**What to produce**
Rewrite the records below with every occurrence of "Query" replaced by "Label", leaving everything else unchanged.

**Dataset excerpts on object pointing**
━━━━━━━━━━━━━━━━━━━━━━━━━━━━━━

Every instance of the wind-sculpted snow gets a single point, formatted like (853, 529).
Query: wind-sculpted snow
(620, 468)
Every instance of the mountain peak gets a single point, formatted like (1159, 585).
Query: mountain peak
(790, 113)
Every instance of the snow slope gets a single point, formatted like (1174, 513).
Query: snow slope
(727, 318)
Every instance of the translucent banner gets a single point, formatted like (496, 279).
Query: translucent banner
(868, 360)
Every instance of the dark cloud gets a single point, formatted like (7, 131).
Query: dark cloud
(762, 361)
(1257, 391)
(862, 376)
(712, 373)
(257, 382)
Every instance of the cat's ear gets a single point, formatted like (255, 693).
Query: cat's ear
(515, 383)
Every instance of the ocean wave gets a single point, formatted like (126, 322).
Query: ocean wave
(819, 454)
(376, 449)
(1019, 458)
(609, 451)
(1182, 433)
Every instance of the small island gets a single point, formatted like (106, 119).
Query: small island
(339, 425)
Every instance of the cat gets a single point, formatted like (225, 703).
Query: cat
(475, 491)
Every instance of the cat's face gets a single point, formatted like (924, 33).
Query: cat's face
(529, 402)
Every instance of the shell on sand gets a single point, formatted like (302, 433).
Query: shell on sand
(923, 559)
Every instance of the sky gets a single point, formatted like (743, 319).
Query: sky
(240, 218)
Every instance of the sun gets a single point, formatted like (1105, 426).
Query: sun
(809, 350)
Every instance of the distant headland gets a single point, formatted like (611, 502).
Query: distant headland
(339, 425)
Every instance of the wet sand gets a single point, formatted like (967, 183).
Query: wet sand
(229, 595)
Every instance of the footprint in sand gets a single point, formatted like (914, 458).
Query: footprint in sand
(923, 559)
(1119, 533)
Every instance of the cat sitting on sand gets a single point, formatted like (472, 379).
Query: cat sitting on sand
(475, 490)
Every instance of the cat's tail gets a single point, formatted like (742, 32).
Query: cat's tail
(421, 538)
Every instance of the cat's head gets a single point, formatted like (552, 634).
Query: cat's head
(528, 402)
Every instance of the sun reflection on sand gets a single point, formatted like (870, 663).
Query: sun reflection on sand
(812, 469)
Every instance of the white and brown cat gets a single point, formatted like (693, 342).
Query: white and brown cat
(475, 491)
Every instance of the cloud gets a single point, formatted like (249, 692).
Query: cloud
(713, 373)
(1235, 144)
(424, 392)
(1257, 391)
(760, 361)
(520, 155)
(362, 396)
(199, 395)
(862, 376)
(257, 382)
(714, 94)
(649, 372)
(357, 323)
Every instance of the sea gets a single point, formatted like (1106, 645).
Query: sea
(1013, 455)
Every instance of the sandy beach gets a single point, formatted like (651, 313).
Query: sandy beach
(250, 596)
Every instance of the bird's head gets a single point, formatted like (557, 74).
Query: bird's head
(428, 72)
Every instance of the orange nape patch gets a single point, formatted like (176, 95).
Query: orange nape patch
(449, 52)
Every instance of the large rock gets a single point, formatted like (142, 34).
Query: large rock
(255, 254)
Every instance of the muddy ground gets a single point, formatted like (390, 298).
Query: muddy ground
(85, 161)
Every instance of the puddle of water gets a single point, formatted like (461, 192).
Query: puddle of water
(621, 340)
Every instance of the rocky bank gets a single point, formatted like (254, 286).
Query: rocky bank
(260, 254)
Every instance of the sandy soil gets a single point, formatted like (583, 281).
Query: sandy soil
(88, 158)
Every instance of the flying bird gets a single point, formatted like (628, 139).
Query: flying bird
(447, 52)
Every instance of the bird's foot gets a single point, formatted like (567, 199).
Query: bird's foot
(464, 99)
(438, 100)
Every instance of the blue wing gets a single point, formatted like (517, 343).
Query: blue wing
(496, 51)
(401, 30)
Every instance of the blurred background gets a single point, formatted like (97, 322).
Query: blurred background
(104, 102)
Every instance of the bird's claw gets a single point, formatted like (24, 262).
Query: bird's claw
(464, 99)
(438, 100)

━━━━━━━━━━━━━━━━━━━━━━━━━━━━━━

**Correct answer**
Every instance of the wind-sculpted snow gets a single point, formatted like (853, 529).
Label: wind-sculpted snow
(620, 468)
Every instance of the mountain peak gets a single point, formatted like (1159, 585).
Label: mountain peak
(790, 113)
Every instance of the snow slope gets a single point, formatted like (1174, 513).
Label: snow slope
(727, 318)
Every instance of the translucent banner gets a single point, formatted like (496, 279).
Label: translucent banner
(868, 360)
Every instance of the dark cloud gets a single point, formatted like (7, 131).
Label: dark cloud
(762, 361)
(1257, 391)
(862, 376)
(712, 373)
(257, 382)
Every instance of the cat's ear gets a single point, formatted like (255, 693).
Label: cat's ear
(515, 383)
Every instance of the ocean wave gets a single point, formatted like (126, 322).
Label: ocean wave
(819, 454)
(376, 449)
(1019, 458)
(609, 451)
(1182, 433)
Every instance of the small island gets a single point, formatted like (106, 119).
Label: small island
(339, 425)
Every instance of the cat gets a single point, formatted like (225, 703).
Label: cat
(475, 491)
Every instance of the cat's face gets a single point, formatted like (924, 33).
Label: cat's face
(529, 402)
Every instance of the shell on sand gets a single point, formatted like (302, 433).
Label: shell on sand
(923, 559)
Every instance of the sky gets a single point, formatted like (743, 319).
Label: sky
(240, 218)
Every instance of the sun gets a single point, formatted like (1105, 426).
Label: sun
(809, 350)
Every instance of the distant headland gets a single point, formatted like (611, 502).
Label: distant headland
(339, 425)
Every instance of the wet sand gets a single point, formatted like (967, 183).
Label: wet sand
(229, 595)
Every instance of the footprint in sand gets a single point, formatted like (914, 458).
Label: footprint in sand
(923, 559)
(1119, 533)
Every instance of the cat sitting on sand gets a single point, formatted like (472, 379).
Label: cat sitting on sand
(475, 490)
Every instance of the cat's tail gets a single point, formatted like (742, 32).
Label: cat's tail
(421, 538)
Every instance of the cat's head gets a single point, formatted like (552, 634).
Label: cat's head
(528, 402)
Every instance of the sun reflection on sand gets a single point, formatted like (870, 663).
Label: sun reflection on sand
(812, 469)
Every instance of the white and brown cat gets a single point, formatted like (693, 342).
Label: white and brown cat
(475, 491)
Every instance of the cloud gets a single point, formatted like (249, 692).
Label: cloud
(713, 373)
(1235, 144)
(424, 392)
(1257, 391)
(760, 361)
(520, 155)
(362, 396)
(199, 395)
(862, 376)
(257, 382)
(714, 94)
(649, 372)
(357, 323)
Every instance of the sea gets a single point, formatted like (1106, 645).
Label: sea
(1013, 455)
Every instance of the sandy beach gets a single point, formatted like (651, 313).
Label: sandy beach
(250, 596)
Every instance of the bird's head gets a single point, formatted like (557, 74).
Label: bird's head
(428, 72)
Every instance of the orange nape patch gets a single point, formatted like (176, 95).
Label: orange nape patch
(449, 52)
Every instance of the large rock gets a single point, formatted like (142, 34).
Label: large rock
(255, 254)
Every instance of the muddy ground gets a single point, formatted like (390, 298).
Label: muddy ground
(85, 161)
Every instance of the puddle of water gets a single point, formatted like (461, 192).
Label: puddle of water
(621, 340)
Every instance of the rocky bank gets a single point, formatted like (254, 286).
Label: rocky bank
(260, 254)
Every instance of the sandy soil gets a single point, formatted like (583, 281).
Label: sandy soil
(88, 158)
Every instance of the flying bird gets a single point, formatted like (628, 139).
Label: flying bird
(447, 52)
Every instance of the bird's foot gets a single point, formatted like (567, 199).
Label: bird's foot
(464, 99)
(438, 100)
Every instance of the blue wing gets a single point, formatted like (517, 343).
Label: blue wing
(496, 51)
(401, 30)
Every instance of the blurred background gets a single point, formatted like (97, 322).
Label: blurred background
(104, 102)
Every instance of the bird's claw gets a single point, formatted like (24, 262).
Label: bird's claw
(464, 99)
(438, 100)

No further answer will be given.